A run of records
++++

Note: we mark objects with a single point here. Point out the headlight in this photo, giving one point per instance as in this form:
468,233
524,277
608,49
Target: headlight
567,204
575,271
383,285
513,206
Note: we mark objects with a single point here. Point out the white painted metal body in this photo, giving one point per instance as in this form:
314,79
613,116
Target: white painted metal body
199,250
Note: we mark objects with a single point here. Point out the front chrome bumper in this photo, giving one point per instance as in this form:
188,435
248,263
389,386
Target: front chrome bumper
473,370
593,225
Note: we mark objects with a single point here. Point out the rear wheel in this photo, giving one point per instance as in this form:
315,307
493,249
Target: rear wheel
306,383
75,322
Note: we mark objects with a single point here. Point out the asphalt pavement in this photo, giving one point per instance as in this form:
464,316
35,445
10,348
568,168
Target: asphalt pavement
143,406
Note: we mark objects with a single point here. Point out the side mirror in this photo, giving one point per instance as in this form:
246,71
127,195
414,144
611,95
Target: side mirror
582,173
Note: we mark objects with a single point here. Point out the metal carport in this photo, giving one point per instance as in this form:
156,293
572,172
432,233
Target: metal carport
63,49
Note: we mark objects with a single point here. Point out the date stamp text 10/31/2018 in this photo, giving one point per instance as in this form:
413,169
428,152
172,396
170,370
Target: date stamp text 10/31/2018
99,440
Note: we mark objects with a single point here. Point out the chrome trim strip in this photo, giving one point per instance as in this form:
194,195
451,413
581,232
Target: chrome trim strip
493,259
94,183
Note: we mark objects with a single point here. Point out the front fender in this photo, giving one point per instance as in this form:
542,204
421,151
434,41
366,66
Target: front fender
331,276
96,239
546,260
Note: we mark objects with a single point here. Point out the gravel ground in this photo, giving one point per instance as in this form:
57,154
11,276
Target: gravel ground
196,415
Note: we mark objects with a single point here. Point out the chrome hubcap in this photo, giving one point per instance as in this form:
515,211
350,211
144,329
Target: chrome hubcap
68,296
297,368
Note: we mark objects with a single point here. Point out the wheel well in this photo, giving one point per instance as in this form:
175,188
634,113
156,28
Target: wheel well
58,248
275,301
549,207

++++

AIM:
Return each line of the data exactly as written above.

ANSWER FOR THIS EXERCISE:
Note: we mark objects with a single point here. Point out the headlight in this photo, giving one point per instance as in this form:
468,233
524,277
608,49
Target: headlight
567,204
575,271
383,285
513,206
Note: we mark objects with a single point here. Point out the white painted metal body in this photo, giving one point per instance as in this form:
314,79
613,116
Target: white painted metal body
199,250
Note: we mark objects with a single point here. Point out the front chrome bumper in this photo, giving one point per instance as in this form:
188,435
248,263
389,386
Target: front chrome bumper
473,370
593,225
Note: we mark objects with a single point here. Point out the rear wheel in this photo, giving one point per instance as in this form:
315,307
493,249
Target: rear wheel
306,383
75,322
Note: we mark objects with a single point here. Point out the asphalt pavement in this photo, giving one point per instance as in this form:
464,316
35,445
10,348
568,168
Target: asphalt pavement
143,406
Note: we mark objects with a single point here. Point out the side mirror in this photo, giving one point per instance as in this form:
246,71
127,195
414,144
611,95
Target: side mirror
582,173
Note: we mark objects with a single point here. Point out the metal carport in this photo, giving one point per instance as in this form:
156,293
572,172
432,233
Target: metal carport
63,49
Note: we mark objects with a single point here. Point out the date stamp text 10/31/2018 in this photo, giving one point per instance as in this form:
413,169
428,152
172,396
170,370
Target: date stamp text 10/31/2018
99,440
Note: we mark objects with a single point here. Point out the chrome trim strip in this photo, giving one point per instance as in this form:
194,195
451,413
581,232
Target: chrome trim strip
493,259
94,183
Note: we mark objects with a single point here. Point out the front fender in this photo, giving one point per instance as in this form:
542,204
421,151
434,41
366,66
Target: front fender
331,276
96,239
546,260
Note: we mark objects with a single point here. Point out the gravel ground in this photo, giving one point per instance as in this form:
57,154
11,276
Target: gravel ground
196,415
Note: we mark objects with a single point here. Point out the chrome hubcap in this photo, giving one point per instance as in this form:
515,211
350,211
144,329
Target: chrome hubcap
68,296
297,368
Note: we mark objects with a single point here. Point out the wheel well in this photo, giving one point per instance as in this form:
175,188
634,113
156,28
Target: wheel well
58,248
275,301
549,207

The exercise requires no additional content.